→ Given request:
Copy every line from the one containing "Expected behaviour: for every instance of the blue camouflage" through the last line of the records below, both included, and nothing else.

---+---

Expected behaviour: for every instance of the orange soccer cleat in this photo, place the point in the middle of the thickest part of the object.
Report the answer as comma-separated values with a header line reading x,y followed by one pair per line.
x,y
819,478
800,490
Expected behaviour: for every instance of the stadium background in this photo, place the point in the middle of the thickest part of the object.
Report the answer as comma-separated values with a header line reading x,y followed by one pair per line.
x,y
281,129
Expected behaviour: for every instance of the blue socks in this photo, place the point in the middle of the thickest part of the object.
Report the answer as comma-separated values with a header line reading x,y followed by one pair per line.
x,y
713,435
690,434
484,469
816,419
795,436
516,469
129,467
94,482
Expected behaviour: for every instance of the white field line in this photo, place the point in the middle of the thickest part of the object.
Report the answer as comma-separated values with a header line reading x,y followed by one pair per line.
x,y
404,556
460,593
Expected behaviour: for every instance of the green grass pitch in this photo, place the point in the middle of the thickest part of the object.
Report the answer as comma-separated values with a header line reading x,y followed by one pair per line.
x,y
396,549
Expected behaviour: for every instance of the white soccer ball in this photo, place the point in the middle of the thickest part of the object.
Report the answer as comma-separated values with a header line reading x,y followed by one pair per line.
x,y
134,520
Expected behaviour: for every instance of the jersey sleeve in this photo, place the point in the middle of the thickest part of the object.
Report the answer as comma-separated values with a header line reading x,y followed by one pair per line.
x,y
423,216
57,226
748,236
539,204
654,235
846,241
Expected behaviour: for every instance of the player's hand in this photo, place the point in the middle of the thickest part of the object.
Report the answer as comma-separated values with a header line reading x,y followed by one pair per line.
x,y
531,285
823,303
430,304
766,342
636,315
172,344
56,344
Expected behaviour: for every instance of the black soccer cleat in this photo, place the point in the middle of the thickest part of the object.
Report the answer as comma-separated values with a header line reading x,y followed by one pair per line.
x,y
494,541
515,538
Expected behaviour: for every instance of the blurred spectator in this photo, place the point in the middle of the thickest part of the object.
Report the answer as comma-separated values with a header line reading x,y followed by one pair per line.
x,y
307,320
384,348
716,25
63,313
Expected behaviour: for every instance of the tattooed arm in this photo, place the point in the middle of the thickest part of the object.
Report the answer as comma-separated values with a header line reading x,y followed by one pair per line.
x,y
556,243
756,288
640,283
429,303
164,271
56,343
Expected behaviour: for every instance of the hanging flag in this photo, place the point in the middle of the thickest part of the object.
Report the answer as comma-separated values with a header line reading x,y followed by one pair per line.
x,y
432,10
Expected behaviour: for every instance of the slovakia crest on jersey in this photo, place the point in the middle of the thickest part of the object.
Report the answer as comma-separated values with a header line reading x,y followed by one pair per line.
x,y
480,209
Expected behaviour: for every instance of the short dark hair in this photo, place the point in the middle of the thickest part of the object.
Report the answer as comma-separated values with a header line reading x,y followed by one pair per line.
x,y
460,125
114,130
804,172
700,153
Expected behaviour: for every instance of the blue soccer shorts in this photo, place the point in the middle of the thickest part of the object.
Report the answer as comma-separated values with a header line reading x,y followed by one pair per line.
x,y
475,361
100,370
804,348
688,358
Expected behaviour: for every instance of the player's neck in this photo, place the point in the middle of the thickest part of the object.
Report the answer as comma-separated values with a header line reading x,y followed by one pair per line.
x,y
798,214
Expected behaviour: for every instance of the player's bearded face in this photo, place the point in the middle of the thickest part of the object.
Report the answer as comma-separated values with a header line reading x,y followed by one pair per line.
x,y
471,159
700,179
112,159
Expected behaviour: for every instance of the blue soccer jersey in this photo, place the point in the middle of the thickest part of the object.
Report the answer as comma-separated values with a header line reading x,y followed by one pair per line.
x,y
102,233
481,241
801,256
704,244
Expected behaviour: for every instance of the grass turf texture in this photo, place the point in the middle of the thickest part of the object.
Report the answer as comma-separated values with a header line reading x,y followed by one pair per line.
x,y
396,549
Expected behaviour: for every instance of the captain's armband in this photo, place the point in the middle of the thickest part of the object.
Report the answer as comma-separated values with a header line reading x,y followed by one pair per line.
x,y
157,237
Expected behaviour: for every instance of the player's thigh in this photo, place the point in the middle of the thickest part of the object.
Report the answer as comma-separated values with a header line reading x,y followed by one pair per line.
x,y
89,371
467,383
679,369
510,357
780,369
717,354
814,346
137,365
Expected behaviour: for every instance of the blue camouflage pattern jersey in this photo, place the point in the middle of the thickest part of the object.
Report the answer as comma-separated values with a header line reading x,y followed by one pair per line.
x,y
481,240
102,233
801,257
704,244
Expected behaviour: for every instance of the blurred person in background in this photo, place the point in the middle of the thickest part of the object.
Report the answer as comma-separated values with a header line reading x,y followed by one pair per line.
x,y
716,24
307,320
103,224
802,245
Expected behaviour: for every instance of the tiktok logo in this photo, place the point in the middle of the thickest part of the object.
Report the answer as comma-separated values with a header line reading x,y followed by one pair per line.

---+---

→ Final answer:
Expected behaviour: for every instance of the blue camouflage pattern jersey in this photo, place the point in the middle of the thickest part of the object.
Report the answer as comma-separated values with a header line reading x,y followed by one pair per line.
x,y
481,240
102,233
801,257
704,244
Expected behaviour: for every instance of the blurred person in background in this photo, place the point in the middle of the thickest part of the object.
Report the answer as comma-separated values with a header line reading x,y followed by one pair per line.
x,y
716,24
307,320
103,224
802,245
Expected behaviour: for every instance of the tiktok logo in this photo, place the point in the middle of the thickest part of the object.
Report the answer as comma-separated values with a header line reading x,y followed by one pair per line.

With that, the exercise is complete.